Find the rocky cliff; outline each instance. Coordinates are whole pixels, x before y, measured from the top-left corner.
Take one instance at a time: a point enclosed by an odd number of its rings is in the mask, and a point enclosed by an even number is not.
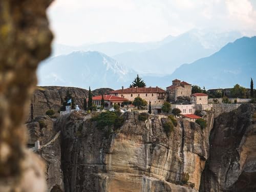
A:
[[[113,90],[101,88],[92,92],[94,96],[96,96],[111,91]],[[57,112],[59,111],[68,91],[71,94],[76,104],[82,109],[83,99],[88,98],[89,91],[87,90],[65,87],[37,87],[31,98],[27,121],[29,122],[36,117],[45,115],[46,112],[49,110],[53,110],[58,116]]]
[[[255,191],[255,107],[243,104],[215,119],[200,191]]]
[[[123,125],[108,137],[90,115],[75,112],[57,120],[66,191],[198,191],[211,123],[202,130],[182,120],[167,136],[166,116],[141,121],[136,113],[124,115]]]
[[[97,127],[95,114],[78,112],[56,121],[37,117],[28,126],[31,144],[41,141],[37,153],[51,167],[49,191],[252,191],[255,112],[251,104],[217,118],[205,112],[206,128],[179,119],[169,134],[167,116],[141,121],[138,112],[124,113],[112,133]]]

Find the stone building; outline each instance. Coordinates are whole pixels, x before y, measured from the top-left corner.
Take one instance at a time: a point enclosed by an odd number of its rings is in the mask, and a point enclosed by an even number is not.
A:
[[[179,109],[181,111],[181,114],[193,114],[196,111],[195,105],[191,104],[172,104],[170,105],[170,109],[173,110],[175,108]]]
[[[165,90],[156,87],[155,88],[131,88],[111,91],[110,94],[127,99],[133,101],[134,98],[139,96],[145,99],[147,104],[151,101],[152,105],[159,105],[163,104],[166,100],[166,94]]]
[[[207,104],[208,95],[205,93],[194,93],[191,95],[190,102],[196,104]]]
[[[117,97],[112,95],[104,94],[103,98],[104,99],[104,109],[105,109],[112,108],[115,103],[120,106],[123,106],[123,102],[128,101],[128,99],[125,98]],[[97,107],[100,106],[101,98],[101,95],[93,97],[92,98],[93,104],[95,104]]]
[[[177,100],[178,97],[189,98],[191,95],[191,84],[178,79],[173,81],[173,84],[166,88],[167,98],[169,101]]]

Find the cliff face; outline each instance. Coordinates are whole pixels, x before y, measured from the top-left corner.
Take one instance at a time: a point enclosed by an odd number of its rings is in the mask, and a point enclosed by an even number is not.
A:
[[[210,156],[200,191],[253,191],[256,189],[256,113],[242,105],[215,120]]]
[[[109,137],[90,115],[75,112],[57,120],[66,191],[197,191],[211,123],[202,130],[182,120],[167,137],[164,116],[142,122],[136,113],[124,115],[123,125]]]
[[[48,191],[64,191],[63,173],[61,164],[60,132],[54,129],[54,121],[49,117],[36,117],[27,124],[28,131],[28,145],[34,146],[39,141],[38,151],[32,148],[45,161]]]

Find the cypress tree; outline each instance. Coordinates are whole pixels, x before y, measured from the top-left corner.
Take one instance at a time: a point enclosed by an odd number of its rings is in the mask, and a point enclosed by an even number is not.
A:
[[[251,97],[253,97],[253,81],[251,78]]]
[[[152,111],[151,111],[151,101],[150,101],[150,106],[148,106],[148,113],[151,114]]]
[[[87,101],[86,101],[86,98],[83,99],[83,110],[84,111],[87,111]]]
[[[100,105],[104,109],[104,97],[103,96],[103,93],[101,94],[101,100],[100,101]]]
[[[91,111],[93,110],[93,96],[91,88],[89,87],[89,94],[88,96],[88,110]]]

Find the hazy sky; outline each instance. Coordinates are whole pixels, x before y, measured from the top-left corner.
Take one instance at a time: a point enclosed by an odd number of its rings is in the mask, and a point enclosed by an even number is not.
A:
[[[55,0],[56,42],[148,41],[192,29],[256,35],[256,0]]]

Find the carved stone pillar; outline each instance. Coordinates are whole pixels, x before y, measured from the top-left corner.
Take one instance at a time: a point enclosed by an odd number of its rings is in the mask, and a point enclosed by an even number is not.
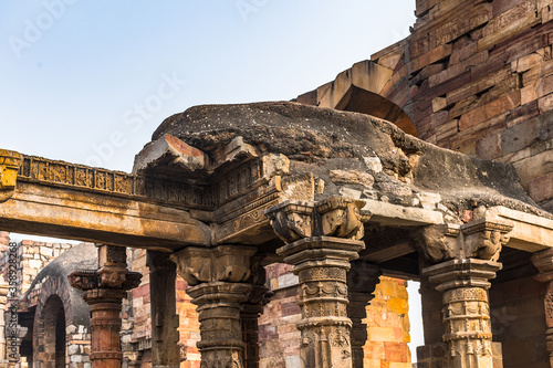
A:
[[[147,252],[149,267],[149,295],[152,312],[152,366],[178,368],[180,348],[175,295],[177,267],[169,253]]]
[[[501,270],[501,248],[512,225],[480,219],[461,227],[425,229],[425,254],[438,264],[422,275],[442,293],[444,367],[498,367],[492,353],[489,280]]]
[[[347,316],[352,319],[352,359],[354,368],[363,368],[367,341],[367,325],[363,319],[367,317],[367,305],[375,297],[374,291],[380,282],[382,272],[377,265],[363,261],[352,262],[347,273]]]
[[[302,367],[352,367],[347,316],[349,261],[365,248],[363,201],[333,197],[317,203],[284,202],[265,214],[286,243],[276,250],[300,278]]]
[[[67,276],[71,286],[84,291],[91,308],[91,361],[95,368],[121,368],[121,309],[127,291],[139,285],[142,275],[128,272],[125,248],[98,245],[98,270],[76,270]]]
[[[190,286],[191,303],[198,306],[202,368],[244,367],[240,311],[252,290],[248,281],[255,252],[248,246],[190,246],[170,256]]]
[[[550,366],[553,367],[553,249],[541,251],[532,255],[532,263],[540,271],[535,280],[547,283],[545,294],[545,324],[547,325],[546,341],[550,351]]]

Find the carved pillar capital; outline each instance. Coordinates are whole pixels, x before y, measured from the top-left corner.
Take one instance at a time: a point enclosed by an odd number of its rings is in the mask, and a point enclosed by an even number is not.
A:
[[[0,203],[10,199],[15,192],[18,171],[22,161],[21,154],[0,149]]]
[[[553,367],[553,249],[547,249],[534,253],[531,257],[532,263],[540,272],[534,277],[539,282],[547,283],[547,292],[543,301],[545,312],[545,324],[547,325],[546,346],[550,351],[550,365]]]
[[[501,263],[478,259],[451,260],[422,270],[442,293],[445,366],[492,366],[488,288],[499,270]]]
[[[462,225],[430,225],[418,230],[420,249],[430,263],[455,259],[498,261],[513,225],[499,219],[479,219]]]
[[[201,367],[244,367],[240,311],[252,291],[250,267],[255,252],[251,246],[189,246],[170,255],[190,286],[191,303],[198,306]]]
[[[352,320],[347,315],[346,274],[349,262],[365,248],[364,202],[332,197],[310,202],[284,202],[265,211],[286,244],[276,253],[300,278],[302,367],[352,367]]]

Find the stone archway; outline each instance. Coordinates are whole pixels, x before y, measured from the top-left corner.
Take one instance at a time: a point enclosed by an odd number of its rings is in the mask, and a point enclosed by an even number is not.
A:
[[[65,357],[67,356],[65,311],[60,296],[54,294],[48,297],[39,316],[38,327],[40,334],[35,344],[39,348],[39,360],[42,360],[42,367],[65,367]],[[43,355],[42,359],[40,357],[41,354]]]

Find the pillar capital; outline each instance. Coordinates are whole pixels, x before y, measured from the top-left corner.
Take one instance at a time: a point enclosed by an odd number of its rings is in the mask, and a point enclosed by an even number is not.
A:
[[[252,291],[255,253],[252,246],[219,245],[189,246],[170,255],[198,306],[201,367],[244,367],[240,312]]]
[[[276,253],[300,278],[302,367],[351,368],[352,320],[347,314],[349,262],[365,248],[364,201],[331,197],[286,201],[265,210],[284,245]]]
[[[532,263],[540,272],[534,277],[539,282],[547,283],[547,291],[543,301],[545,324],[547,326],[546,346],[550,351],[550,365],[553,367],[553,249],[532,254]]]

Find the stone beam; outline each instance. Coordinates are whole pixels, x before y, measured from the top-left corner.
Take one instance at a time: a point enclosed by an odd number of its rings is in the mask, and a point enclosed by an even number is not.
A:
[[[19,182],[0,203],[0,229],[164,251],[211,241],[209,227],[185,210],[41,182]]]

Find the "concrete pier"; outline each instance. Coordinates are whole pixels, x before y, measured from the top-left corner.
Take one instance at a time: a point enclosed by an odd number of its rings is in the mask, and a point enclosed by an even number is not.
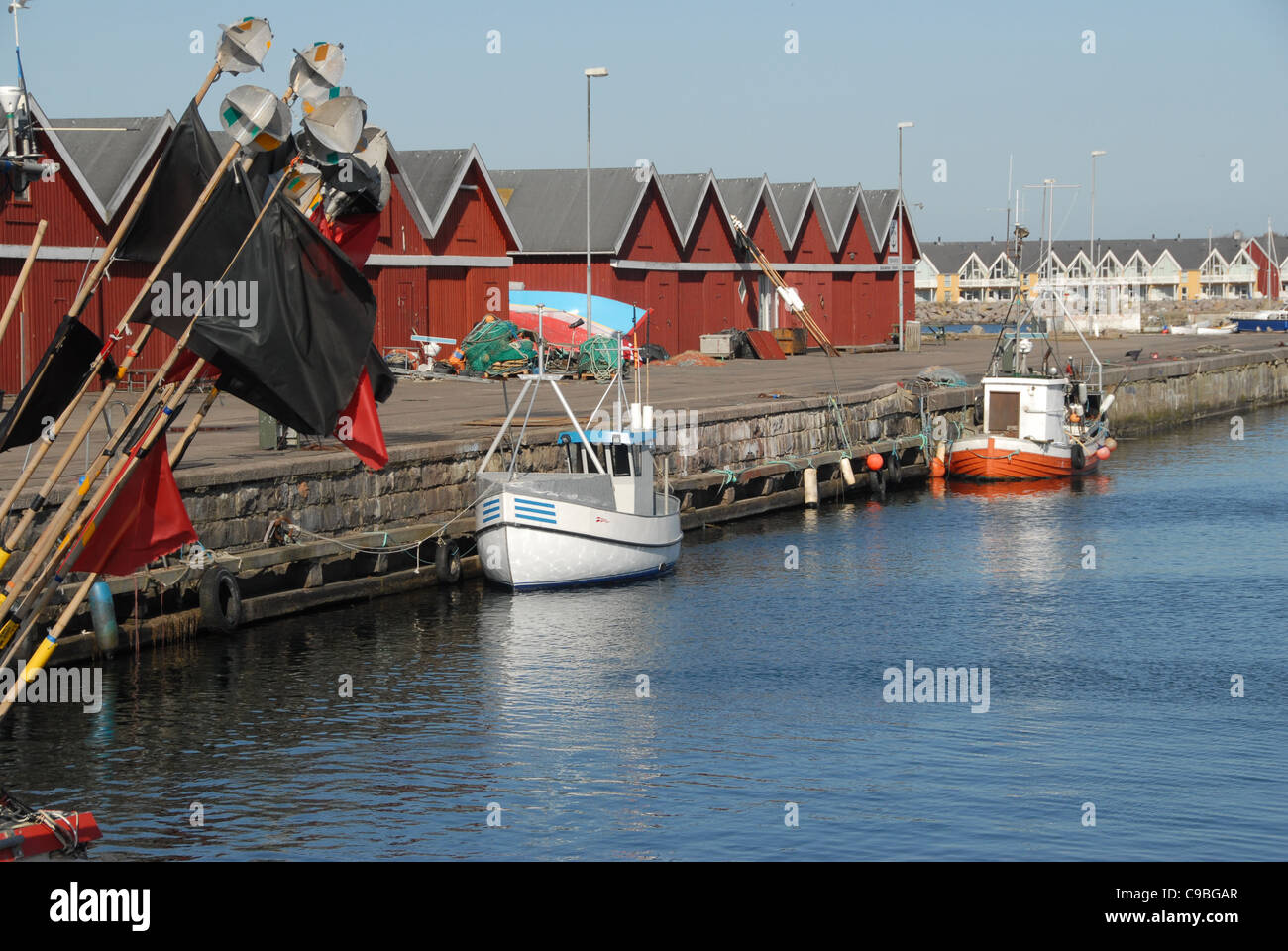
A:
[[[925,478],[927,420],[965,421],[980,388],[926,390],[914,378],[926,366],[952,366],[975,384],[992,343],[988,336],[963,336],[927,344],[920,353],[848,353],[832,360],[810,353],[786,361],[641,371],[640,398],[659,414],[671,414],[681,437],[662,455],[671,490],[681,500],[684,527],[799,508],[801,472],[809,466],[817,470],[824,501],[898,486],[898,479],[857,466],[857,485],[846,488],[840,472],[844,455],[862,460],[869,451],[893,451],[902,461],[902,481]],[[1118,436],[1288,401],[1283,334],[1211,343],[1148,335],[1101,339],[1094,347],[1106,365],[1106,389],[1117,394],[1110,428]],[[1084,353],[1077,340],[1061,341],[1060,349],[1063,356]],[[1135,351],[1140,353],[1126,356]],[[631,380],[631,399],[635,387]],[[604,387],[594,381],[568,381],[563,390],[578,414],[589,414],[604,396]],[[255,411],[227,397],[216,403],[176,479],[202,544],[237,577],[241,622],[435,584],[433,541],[401,550],[435,531],[459,541],[462,573],[475,573],[468,537],[474,472],[518,392],[514,380],[505,385],[401,381],[381,407],[390,450],[381,472],[363,469],[334,439],[316,447],[259,450]],[[558,464],[554,439],[567,428],[560,416],[554,397],[542,393],[520,466]],[[95,430],[95,450],[103,436]],[[498,454],[493,465],[500,461]],[[12,485],[21,463],[21,450],[0,457],[4,485]],[[52,503],[61,501],[82,469],[79,459]],[[43,481],[44,472],[28,495]],[[6,528],[12,524],[10,517]],[[112,588],[121,595],[122,616],[138,591],[143,642],[182,637],[201,625],[201,573],[200,566],[171,559],[170,567],[115,579]],[[133,610],[125,628],[133,637]],[[72,635],[59,648],[59,660],[91,649],[91,635]]]

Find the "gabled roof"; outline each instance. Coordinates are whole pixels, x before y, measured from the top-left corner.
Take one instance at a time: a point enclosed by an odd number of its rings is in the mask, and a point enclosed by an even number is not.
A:
[[[515,227],[506,202],[497,192],[496,177],[487,170],[477,146],[469,148],[424,148],[407,152],[389,146],[389,158],[397,169],[393,178],[398,183],[416,226],[426,238],[434,238],[465,183],[470,168],[478,166],[480,179],[487,186],[501,219],[514,240],[515,249],[523,250],[524,236]]]
[[[702,201],[707,197],[707,189],[715,183],[716,177],[707,171],[702,175],[658,175],[657,182],[662,189],[667,210],[671,213],[671,222],[675,224],[675,233],[680,236],[680,246],[689,242],[689,235],[698,220],[698,211]],[[724,200],[720,200],[724,205]],[[725,214],[721,207],[721,214]]]
[[[636,168],[591,170],[590,242],[595,253],[616,254],[626,241],[656,177],[652,166],[643,179],[636,177],[639,171]],[[585,254],[585,169],[493,171],[492,180],[498,188],[511,191],[506,210],[523,238],[526,253]]]
[[[769,224],[778,237],[778,244],[784,249],[795,244],[796,236],[788,235],[783,224],[783,213],[774,198],[774,189],[769,184],[769,175],[761,175],[760,178],[720,178],[716,179],[716,187],[725,201],[725,209],[729,214],[737,215],[738,220],[747,228],[751,228],[751,220],[756,216],[756,209],[764,204],[769,214]]]
[[[104,224],[120,210],[161,142],[176,125],[174,116],[124,119],[55,119],[45,116],[28,95],[31,115],[48,137],[58,161],[89,198]],[[0,129],[0,147],[9,134]]]
[[[828,238],[832,242],[833,251],[840,250],[841,242],[845,240],[845,227],[854,215],[854,209],[859,204],[862,191],[858,186],[837,186],[818,189],[818,201],[823,207],[823,218],[832,232],[828,235]]]
[[[894,219],[894,206],[899,198],[899,191],[896,188],[863,191],[862,184],[859,191],[862,192],[863,223],[868,228],[868,241],[872,242],[873,253],[881,254],[886,235],[890,233],[890,222]]]
[[[994,258],[994,260],[996,260],[996,258]],[[979,251],[971,251],[970,254],[967,254],[966,255],[966,260],[963,260],[962,265],[960,268],[957,268],[957,273],[958,274],[963,274],[966,272],[966,268],[970,267],[971,262],[975,262],[976,264],[979,264],[979,269],[984,272],[985,277],[989,274],[989,267],[988,267],[988,264],[984,263],[984,259],[979,256]]]
[[[801,226],[805,223],[805,211],[818,193],[818,184],[814,182],[790,182],[787,184],[772,184],[770,193],[782,213],[783,233],[788,241],[784,249],[795,247],[800,240]],[[827,222],[823,222],[824,233],[828,231]],[[831,238],[831,235],[827,235]]]
[[[729,214],[737,215],[743,224],[750,227],[751,214],[760,202],[760,193],[769,187],[769,179],[764,175],[760,178],[720,178],[716,179],[716,186],[720,188]]]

● **Exercise prompt**: Gather every line of the entries above that contains the string "pillar". Matching is case-sensitive.

● **Completed exercise**:
Find the carved stone pillar; outline each instance. Coordinates are whole pixels, x before y, measured from the top-left corner.
Find the carved pillar capital; outline each instance. Coordinates are whole pixels, x before y, measured from the top-left corner.
Find the pillar capital; outline each instance. Coordinates are whole pixels, x before y, measured from the top-left corner.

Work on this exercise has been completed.